• [SHORT TASK 1]
Please list the possible causes of the slow invocations that the serverless observability article says the team could not tell apart.
• [SHORT TASK 2]
Carry on the serverless observability article from its final sentence, keeping its voice and technical focus.

• [TEXT TO READ]
┌──
Implementing Correlated Trace-Log-Metric Observability for Serverless ML Inference with SkyWalking Vector and AWS Lambda


The p99 latency alerts for our sentiment analysis API wouldn’t stop. Hosted on AWS Lambda and powered by a Hugging Face model, the service was a black box. Traces from AWS X-Ray showed that some invocations took upwards of five seconds, while most finished in under 400ms. The problem was that the trace ended where the function began; we had no visibility into the model’s execution. CloudWatch Logs were a messy stream of unstructured text, useless for correlating with a specific slow request. We were flying blind, unable to distinguish between a cold start, a problematic payload causing inference loops, or infrastructure throttling. The core pain point was a complete lack of correlation between a high-level trace and the low-level application behavior.

Our initial concept was to create a unified observability stream. For any given request, we needed to see its distributed trace, all associated application logs, and relevant performance metrics, all linked by a single trace_id. This would allow us to select a slow trace in our APM and immediately drill down into the exact, structured logs generated by the model during that specific invocation.

This led to a specific set of technology selection decisions. We chose SkyWalking as our observability backend due to its native support for correlating traces, logs, and metrics and its robust implementation of the OpenTelemetry Protocol (OTLP). AWS Lambda remained the execution environment for its scalability. The real architectural crux was how to get telemetry out of this ephemeral environment efficiently. Shipping data directly from the Python function handler introduces latency and couples the business logic with observability concerns. A common mistake here is to treat telemetry shipping as a synchronous part of the request-response cycle, which is a direct hit to performance and reliability.
└──
• [EXTRACTED DATA]
┌──
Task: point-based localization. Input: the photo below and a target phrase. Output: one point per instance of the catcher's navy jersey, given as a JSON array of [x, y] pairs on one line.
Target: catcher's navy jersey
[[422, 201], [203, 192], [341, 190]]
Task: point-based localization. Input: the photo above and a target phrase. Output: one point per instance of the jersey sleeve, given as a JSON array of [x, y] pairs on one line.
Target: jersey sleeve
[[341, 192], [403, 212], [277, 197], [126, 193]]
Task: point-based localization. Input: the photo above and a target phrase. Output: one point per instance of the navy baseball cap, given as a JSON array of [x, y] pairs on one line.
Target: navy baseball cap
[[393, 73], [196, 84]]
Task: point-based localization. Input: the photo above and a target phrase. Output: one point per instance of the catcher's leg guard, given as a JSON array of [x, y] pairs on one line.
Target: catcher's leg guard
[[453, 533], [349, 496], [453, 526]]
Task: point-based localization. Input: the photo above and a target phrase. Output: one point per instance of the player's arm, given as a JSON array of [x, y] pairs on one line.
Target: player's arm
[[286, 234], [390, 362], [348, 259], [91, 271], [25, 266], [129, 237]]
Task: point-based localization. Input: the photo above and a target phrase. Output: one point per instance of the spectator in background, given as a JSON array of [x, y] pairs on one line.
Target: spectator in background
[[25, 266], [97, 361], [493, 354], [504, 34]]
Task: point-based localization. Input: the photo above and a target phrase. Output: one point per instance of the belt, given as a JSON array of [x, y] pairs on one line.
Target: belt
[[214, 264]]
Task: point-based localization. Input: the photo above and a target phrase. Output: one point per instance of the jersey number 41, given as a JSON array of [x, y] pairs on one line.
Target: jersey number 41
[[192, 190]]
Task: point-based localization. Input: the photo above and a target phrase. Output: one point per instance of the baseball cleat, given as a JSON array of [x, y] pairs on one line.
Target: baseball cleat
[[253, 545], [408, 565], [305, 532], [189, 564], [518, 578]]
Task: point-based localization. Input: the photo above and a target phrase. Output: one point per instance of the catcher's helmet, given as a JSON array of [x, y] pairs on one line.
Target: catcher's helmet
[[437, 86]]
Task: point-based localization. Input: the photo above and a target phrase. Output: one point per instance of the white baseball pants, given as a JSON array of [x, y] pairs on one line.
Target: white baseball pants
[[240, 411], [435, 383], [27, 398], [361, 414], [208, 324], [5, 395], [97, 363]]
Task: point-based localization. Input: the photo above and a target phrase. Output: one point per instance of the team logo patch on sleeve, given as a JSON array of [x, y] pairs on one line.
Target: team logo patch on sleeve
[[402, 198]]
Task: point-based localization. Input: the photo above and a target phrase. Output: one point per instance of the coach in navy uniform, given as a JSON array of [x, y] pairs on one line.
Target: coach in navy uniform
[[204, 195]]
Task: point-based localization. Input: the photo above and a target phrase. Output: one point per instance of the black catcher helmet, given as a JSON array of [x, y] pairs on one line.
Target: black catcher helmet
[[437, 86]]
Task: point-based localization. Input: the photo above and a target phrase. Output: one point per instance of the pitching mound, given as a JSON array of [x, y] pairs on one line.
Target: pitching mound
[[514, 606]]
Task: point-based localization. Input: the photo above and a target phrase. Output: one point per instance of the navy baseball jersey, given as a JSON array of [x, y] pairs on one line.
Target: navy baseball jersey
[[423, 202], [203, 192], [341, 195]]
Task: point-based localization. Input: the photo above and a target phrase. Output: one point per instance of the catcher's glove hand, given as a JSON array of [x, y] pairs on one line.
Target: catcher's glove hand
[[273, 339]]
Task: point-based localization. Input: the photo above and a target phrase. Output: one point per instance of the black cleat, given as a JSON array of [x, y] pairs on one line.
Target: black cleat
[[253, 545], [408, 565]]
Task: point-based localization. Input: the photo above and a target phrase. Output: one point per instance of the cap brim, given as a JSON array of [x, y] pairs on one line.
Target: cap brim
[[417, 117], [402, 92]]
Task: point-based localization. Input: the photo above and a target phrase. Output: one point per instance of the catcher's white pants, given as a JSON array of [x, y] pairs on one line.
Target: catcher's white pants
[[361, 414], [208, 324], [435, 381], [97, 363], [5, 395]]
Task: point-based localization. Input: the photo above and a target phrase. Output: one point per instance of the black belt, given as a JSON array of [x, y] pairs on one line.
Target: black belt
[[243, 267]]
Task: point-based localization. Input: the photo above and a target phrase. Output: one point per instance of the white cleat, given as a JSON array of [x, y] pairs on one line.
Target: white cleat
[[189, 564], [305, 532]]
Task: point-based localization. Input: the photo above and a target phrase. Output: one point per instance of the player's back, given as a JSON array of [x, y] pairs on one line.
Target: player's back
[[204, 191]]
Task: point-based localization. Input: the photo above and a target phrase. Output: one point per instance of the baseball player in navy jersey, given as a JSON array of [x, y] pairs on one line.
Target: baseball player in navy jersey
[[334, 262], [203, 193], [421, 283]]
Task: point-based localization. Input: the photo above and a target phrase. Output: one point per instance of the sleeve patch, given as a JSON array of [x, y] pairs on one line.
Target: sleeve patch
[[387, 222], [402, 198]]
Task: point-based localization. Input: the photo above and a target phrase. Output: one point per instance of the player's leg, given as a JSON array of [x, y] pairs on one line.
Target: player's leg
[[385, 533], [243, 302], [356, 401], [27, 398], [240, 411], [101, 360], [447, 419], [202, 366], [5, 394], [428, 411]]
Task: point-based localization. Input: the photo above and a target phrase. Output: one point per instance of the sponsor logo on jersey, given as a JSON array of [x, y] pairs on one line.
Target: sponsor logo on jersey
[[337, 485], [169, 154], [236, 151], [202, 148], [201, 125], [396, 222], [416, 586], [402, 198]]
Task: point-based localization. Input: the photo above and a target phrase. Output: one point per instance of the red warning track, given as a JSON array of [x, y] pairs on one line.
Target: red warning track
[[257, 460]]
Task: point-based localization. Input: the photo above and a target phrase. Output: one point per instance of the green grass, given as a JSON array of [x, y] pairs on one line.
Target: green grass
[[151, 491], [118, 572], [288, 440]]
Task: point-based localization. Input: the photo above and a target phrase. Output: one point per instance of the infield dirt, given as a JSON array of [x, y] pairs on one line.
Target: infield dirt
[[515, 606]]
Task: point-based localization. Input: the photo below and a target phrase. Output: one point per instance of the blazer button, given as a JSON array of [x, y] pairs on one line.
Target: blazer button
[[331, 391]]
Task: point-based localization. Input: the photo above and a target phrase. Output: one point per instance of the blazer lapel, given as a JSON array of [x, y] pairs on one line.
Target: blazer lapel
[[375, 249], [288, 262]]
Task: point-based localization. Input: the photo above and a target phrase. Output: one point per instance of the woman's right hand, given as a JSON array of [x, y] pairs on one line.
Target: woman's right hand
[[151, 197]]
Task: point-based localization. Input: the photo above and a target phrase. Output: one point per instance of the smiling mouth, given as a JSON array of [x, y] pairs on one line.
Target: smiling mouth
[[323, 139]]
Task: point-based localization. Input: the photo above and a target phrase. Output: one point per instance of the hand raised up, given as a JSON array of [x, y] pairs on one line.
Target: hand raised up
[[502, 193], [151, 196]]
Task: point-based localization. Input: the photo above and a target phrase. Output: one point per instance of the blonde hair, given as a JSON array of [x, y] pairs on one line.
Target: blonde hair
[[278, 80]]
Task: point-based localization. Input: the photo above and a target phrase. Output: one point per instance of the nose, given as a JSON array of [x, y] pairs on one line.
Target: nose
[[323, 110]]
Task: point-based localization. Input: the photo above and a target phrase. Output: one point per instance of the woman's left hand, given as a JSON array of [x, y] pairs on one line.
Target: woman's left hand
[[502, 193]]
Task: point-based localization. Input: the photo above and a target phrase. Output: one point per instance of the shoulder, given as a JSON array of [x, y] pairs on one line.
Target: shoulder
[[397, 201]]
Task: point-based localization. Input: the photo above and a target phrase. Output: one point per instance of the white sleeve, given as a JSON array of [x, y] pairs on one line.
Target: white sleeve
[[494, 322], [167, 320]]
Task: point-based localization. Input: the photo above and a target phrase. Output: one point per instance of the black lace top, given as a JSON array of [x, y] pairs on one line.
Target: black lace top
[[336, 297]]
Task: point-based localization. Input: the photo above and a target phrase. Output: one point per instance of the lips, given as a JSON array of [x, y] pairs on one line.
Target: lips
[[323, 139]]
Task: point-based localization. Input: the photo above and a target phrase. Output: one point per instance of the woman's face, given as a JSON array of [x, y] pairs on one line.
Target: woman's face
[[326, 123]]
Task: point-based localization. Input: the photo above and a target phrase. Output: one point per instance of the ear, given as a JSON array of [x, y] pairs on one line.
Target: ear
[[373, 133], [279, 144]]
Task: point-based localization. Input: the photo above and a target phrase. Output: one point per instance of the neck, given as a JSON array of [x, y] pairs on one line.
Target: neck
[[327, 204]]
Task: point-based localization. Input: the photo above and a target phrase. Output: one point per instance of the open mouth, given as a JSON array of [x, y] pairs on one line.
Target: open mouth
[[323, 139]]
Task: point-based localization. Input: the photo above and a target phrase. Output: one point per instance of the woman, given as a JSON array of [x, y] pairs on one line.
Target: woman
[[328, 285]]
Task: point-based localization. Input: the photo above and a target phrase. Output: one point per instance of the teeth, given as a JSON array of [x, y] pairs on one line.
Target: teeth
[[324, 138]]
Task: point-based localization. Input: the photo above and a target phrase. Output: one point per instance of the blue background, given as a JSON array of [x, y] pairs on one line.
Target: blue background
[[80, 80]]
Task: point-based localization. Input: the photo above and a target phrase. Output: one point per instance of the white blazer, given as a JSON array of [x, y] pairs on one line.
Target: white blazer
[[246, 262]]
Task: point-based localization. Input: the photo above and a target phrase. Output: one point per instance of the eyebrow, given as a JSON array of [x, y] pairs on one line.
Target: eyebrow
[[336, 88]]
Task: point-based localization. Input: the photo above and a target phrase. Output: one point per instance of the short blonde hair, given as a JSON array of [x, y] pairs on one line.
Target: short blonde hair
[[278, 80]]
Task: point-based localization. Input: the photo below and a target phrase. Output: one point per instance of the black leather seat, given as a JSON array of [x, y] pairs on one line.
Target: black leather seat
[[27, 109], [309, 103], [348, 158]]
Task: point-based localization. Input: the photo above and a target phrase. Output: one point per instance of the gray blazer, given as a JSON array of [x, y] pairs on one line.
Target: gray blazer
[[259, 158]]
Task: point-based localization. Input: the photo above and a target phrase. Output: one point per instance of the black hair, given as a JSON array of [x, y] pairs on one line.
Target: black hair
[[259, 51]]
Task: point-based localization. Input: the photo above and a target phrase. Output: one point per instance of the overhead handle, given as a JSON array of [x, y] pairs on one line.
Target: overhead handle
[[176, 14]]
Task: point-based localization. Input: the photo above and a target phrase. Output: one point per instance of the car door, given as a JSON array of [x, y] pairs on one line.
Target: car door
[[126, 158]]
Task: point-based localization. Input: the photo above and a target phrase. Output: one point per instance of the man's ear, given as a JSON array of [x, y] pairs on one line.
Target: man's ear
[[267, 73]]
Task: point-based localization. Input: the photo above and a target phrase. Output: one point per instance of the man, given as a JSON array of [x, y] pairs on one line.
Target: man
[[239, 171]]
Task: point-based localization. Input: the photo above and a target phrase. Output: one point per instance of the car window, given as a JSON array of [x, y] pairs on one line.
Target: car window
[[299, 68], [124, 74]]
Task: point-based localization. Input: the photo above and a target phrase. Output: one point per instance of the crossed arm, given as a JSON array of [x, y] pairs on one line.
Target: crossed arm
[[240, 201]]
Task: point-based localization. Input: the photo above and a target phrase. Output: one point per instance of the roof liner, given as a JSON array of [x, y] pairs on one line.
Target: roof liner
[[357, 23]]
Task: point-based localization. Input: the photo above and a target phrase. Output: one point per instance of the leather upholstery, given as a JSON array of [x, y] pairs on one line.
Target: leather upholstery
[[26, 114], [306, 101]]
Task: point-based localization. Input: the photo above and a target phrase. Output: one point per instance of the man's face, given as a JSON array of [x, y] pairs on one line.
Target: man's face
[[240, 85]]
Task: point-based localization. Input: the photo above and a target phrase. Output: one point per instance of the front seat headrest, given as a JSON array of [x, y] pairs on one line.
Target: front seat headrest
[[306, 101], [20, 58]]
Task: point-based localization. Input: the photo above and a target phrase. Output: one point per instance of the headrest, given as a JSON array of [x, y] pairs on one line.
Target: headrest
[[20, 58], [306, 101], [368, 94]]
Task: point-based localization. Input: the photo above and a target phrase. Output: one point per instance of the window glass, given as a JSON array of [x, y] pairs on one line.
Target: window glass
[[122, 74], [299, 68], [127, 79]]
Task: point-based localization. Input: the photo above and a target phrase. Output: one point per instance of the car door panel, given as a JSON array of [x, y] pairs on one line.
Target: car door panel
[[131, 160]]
└──
• [REPLY 1]
- A cold start
- A problematic payload causing inference loops
- Infrastructure throttling

• [REPLY 2]
This is where Vector entered the picture, deployed as a Lambda Extension. Vector is a high-performance observability data pipeline. Running it as an extension allows it to operate within the same execution environment as the function but in a separate process. It can subscribe to the Lambda Telemetry API and receive logs directly from the runtime, completely out-of-band from the function’s execution. This decouples data collection from our Python code. Furthermore, Vector’s powerful transformation capabilities using the Vector Remap Language (VRL) would allow us to parse, enrich, and route the data to SkyWalking without altering the core application logic. This architecture promised a clean separation of concerns and minimal performance overhead on our inference code.

graph TD
    subgraph Client
        A[API Gateway Request]
    end

    subgraph AWS Lambda Execution Environment
        A -- Invokes --> F[Python Function Handler]
        subgraph "Lambda Runtime"
            F -- "Writes logs to stdout/stderr" --> TAPI[Lambda Telemetry API]
        end
        subgraph "Vector Extension"
            V[Vector Process]
            TAPI -- "Streams logs" --> V
        end
        F -- "Generates Spans (OTLP)" --> OAP[SkyWalking OAP]
        V -- "Transforms & Forwards Logs (OTLP)" --> OAP
        V -- "Extracts & Forwards Metrics (OTLP)" --> OAP
    end

    subgraph Observability Backend
        OAP[SkyWalking OAP Server]
        UI[SkyWalking UI]
        OAP --> UI
    end

    style F fill:#D5E8D4,stroke:#82B366,stroke-width:2px
    style V fill:#DAE8FC,stroke:#6C8EBF,stroke-width:2px

The first step was establishing a local SkyWalking instance capable of receiving OTLP data. For a real-world project, this would be a clustered deployment, but for development, Docker Compose is sufficient. The key is exposing the OTLP gRPC ports for logs, metrics, and traces.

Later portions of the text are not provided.